Items listed in a dataset
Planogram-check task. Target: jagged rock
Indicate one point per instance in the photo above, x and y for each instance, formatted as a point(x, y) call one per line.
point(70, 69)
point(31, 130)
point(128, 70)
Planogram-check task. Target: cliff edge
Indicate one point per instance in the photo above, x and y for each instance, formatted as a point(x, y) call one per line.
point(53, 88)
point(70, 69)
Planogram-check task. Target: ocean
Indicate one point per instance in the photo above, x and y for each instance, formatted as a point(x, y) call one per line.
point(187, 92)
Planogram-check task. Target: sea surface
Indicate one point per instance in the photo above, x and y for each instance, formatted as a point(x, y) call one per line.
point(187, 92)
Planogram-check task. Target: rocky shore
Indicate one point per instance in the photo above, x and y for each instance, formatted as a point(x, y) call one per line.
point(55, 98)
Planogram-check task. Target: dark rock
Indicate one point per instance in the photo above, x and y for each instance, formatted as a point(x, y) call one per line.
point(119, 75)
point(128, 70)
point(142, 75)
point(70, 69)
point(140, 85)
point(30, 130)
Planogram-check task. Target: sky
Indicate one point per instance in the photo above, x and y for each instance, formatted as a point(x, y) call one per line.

> [Exercise task]
Output every line of the listing above as a JSON list of strings, with one string per line and any blank lines left out.

> [Solved exercise]
[
  "Planogram-check task. Target: jagged rock",
  "Indicate one point per instance in the photo above, x and y for each instance, formatted as a point(x, y) call one per line.",
  "point(70, 69)",
  "point(31, 130)",
  "point(128, 70)",
  "Planogram-check task. Target: cliff edge",
  "Indicate one point per instance in the photo above, x and y for each instance, formatted as a point(x, y) call one per line.",
  "point(53, 88)",
  "point(70, 69)",
  "Planogram-check task. Target: ocean",
  "Indicate one point per instance in the photo above, x and y for each instance, formatted as a point(x, y) call one per line.",
  "point(187, 92)",
  "Planogram-check task. Target: sea surface",
  "Indicate one point per instance in the photo above, x and y for each instance, formatted as a point(x, y) call one per line.",
  "point(187, 92)",
  "Planogram-check task. Target: rocky shore",
  "Indicate one point per instance in the photo above, x and y for each instance, formatted as a point(x, y) call one per line.",
  "point(55, 98)",
  "Planogram-check task. Target: dark rock",
  "Indicate one point per instance in the photo above, x and y for each instance, formatted as a point(x, y) call one per line.",
  "point(119, 75)",
  "point(128, 70)",
  "point(142, 75)",
  "point(70, 69)",
  "point(140, 85)",
  "point(30, 130)",
  "Planogram-check task. Target: sky",
  "Indicate one point per instance in the photo above, x and y for each instance, formatted as a point(x, y) call one per line."
]